AIM OF THE TASK:
Lay out the records below as a numbered list, leaving out any blank lines.
[Start INPUT DATA]
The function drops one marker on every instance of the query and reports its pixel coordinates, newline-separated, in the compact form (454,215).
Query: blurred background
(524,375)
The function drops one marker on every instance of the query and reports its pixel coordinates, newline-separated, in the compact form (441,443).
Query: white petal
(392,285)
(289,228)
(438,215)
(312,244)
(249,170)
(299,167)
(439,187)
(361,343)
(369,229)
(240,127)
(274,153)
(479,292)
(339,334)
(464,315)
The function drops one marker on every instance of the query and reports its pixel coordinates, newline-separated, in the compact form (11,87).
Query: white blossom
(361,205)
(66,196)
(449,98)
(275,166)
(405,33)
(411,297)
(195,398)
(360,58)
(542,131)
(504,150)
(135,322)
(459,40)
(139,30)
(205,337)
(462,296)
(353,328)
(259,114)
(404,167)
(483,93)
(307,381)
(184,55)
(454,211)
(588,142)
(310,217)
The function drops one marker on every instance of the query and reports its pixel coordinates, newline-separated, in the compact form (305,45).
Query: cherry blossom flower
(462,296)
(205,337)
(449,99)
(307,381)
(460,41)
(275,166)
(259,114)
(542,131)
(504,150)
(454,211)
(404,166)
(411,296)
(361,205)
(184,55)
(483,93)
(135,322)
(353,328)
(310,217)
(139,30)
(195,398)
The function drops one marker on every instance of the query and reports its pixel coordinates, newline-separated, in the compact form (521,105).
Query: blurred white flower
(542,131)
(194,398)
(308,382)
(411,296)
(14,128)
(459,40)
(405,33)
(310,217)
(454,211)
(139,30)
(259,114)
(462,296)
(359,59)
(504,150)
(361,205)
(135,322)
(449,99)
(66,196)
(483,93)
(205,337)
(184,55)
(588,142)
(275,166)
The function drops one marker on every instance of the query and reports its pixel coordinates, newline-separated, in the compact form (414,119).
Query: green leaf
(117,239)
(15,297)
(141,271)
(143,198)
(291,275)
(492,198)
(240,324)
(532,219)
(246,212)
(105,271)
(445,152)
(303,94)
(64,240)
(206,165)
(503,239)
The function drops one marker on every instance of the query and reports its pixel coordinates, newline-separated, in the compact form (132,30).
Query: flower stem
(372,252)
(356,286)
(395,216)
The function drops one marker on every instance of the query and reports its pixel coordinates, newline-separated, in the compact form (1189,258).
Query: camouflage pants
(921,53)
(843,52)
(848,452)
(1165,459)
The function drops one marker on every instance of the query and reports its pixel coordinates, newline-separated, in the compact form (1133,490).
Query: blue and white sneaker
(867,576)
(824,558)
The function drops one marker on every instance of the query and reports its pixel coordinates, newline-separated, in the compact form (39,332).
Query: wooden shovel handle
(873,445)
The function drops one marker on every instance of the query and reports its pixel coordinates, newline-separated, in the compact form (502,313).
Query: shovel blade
[End INPUT DATA]
EXERCISE OUTPUT:
1. The function drops one marker on every instance of the query and reports its pixel coordinates, newline-separated, in the compact form (454,215).
2. Query: blurred background
3. (524,375)
4. The function drops one marker on every instance of the query and reports its pixel coordinates, newline-separated, in the compact form (441,443).
5. Query: white petal
6. (392,285)
7. (289,228)
8. (438,215)
9. (312,244)
10. (249,170)
11. (299,167)
12. (439,187)
13. (361,343)
14. (369,229)
15. (240,127)
16. (274,153)
17. (479,292)
18. (339,334)
19. (464,315)
20. The function drops one marker on every instance of the query and reports its pixel coordinates, newline-separated, in the compact form (11,87).
21. Query: white blossom
22. (361,205)
23. (66,196)
24. (449,98)
25. (275,166)
26. (405,33)
27. (411,297)
28. (195,398)
29. (360,58)
30. (542,131)
31. (504,150)
32. (135,322)
33. (459,40)
34. (139,30)
35. (205,337)
36. (462,296)
37. (353,328)
38. (259,114)
39. (404,167)
40. (483,93)
41. (307,381)
42. (184,55)
43. (454,211)
44. (588,142)
45. (310,217)
46. The function drops one marker on every instance of the query and reports its pixel coordinates, newline-separated, in the compact form (305,45).
47. Query: cherry blossom flower
48. (462,296)
49. (205,337)
50. (449,99)
51. (307,381)
52. (460,41)
53. (275,166)
54. (259,114)
55. (542,131)
56. (504,150)
57. (454,211)
58. (404,166)
59. (411,296)
60. (361,205)
61. (184,55)
62. (483,93)
63. (135,322)
64. (353,328)
65. (310,217)
66. (139,30)
67. (195,398)
68. The function drops one marker on every instance of the query and reports its pixel coordinates, newline-separated, in the compact form (521,105).
69. Query: blurred white flower
70. (542,131)
71. (194,398)
72. (308,382)
73. (411,296)
74. (14,128)
75. (459,40)
76. (405,33)
77. (310,217)
78. (454,211)
79. (139,30)
80. (259,114)
81. (462,296)
82. (359,59)
83. (504,150)
84. (361,205)
85. (135,322)
86. (449,99)
87. (66,196)
88. (483,93)
89. (205,337)
90. (184,55)
91. (588,142)
92. (275,166)
93. The function drops one marker on every instance of the query and reports its pixel coordinates, newline-separated, in the compact form (414,119).
94. Query: green leaf
95. (117,239)
96. (15,297)
97. (141,271)
98. (143,198)
99. (291,275)
100. (492,198)
101. (240,324)
102. (532,219)
103. (246,212)
104. (105,271)
105. (445,152)
106. (303,94)
107. (64,240)
108. (206,165)
109. (503,239)
110. The function drops one marker on every instance of the query and reports its pixel coordinates, newline-separated, in the compact form (132,30).
111. Query: flower stem
112. (372,252)
113. (356,286)
114. (395,216)
115. The function drops one marker on every instance of the query and reports its pixel coordinates, newline-separated, in the compact form (1189,258).
116. Query: camouflage pants
117. (921,53)
118. (843,52)
119. (848,452)
120. (1165,459)
121. The function drops one marker on every instance of the query and reports its pixel coordinates, newline-separated, in the compact form (1133,490).
122. Query: blue and white sneaker
123. (867,576)
124. (824,558)
125. The function drops one marker on every instance of the query and reports its pixel coordinates, newline-separated, in the compact form (39,332).
126. Query: wooden shovel handle
127. (873,445)
128. The function drops one marker on every instance of the query and reports its pixel coordinates, newline-separated, in the compact form (502,313).
129. Query: shovel blade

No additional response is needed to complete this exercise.